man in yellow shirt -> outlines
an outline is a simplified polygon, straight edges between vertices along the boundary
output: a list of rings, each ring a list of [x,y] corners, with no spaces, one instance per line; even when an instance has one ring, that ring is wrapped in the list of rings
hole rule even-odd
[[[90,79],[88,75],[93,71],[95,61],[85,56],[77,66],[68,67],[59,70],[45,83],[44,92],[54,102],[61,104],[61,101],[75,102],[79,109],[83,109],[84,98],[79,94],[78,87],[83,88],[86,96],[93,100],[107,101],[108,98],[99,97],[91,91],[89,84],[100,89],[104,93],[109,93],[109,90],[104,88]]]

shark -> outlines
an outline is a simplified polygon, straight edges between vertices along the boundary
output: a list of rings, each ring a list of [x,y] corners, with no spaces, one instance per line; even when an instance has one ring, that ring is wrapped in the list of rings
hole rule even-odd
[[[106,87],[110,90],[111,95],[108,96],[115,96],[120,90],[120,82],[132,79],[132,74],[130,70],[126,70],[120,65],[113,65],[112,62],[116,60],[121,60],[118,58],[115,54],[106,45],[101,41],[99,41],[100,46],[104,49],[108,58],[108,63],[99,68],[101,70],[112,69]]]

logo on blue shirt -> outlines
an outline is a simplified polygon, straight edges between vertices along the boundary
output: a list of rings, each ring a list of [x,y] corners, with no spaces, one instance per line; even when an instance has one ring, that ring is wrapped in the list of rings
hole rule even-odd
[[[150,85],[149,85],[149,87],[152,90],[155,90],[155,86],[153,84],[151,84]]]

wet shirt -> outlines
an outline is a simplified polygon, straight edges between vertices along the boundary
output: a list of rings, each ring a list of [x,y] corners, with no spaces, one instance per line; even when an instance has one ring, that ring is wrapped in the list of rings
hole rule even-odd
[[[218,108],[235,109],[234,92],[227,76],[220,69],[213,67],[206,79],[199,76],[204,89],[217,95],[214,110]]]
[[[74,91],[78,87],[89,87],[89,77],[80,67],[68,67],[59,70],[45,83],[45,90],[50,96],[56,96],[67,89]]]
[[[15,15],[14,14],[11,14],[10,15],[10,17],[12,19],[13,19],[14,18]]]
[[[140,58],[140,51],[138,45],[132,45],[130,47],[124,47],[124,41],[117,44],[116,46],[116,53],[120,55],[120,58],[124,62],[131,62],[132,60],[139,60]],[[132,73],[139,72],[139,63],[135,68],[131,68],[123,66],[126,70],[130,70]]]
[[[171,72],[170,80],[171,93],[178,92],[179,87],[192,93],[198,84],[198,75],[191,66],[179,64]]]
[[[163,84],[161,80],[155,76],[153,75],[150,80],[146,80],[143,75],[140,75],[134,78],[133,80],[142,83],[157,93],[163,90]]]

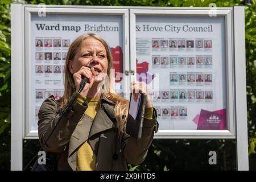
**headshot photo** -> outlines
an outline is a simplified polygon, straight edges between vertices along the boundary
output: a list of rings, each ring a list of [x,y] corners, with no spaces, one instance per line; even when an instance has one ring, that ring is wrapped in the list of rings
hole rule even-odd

..............................

• **Your objective**: Tally the lines in the records that contain the string "shirt", counting only matches with the same letter case. Give the number and nothing else.

• **Full response**: 3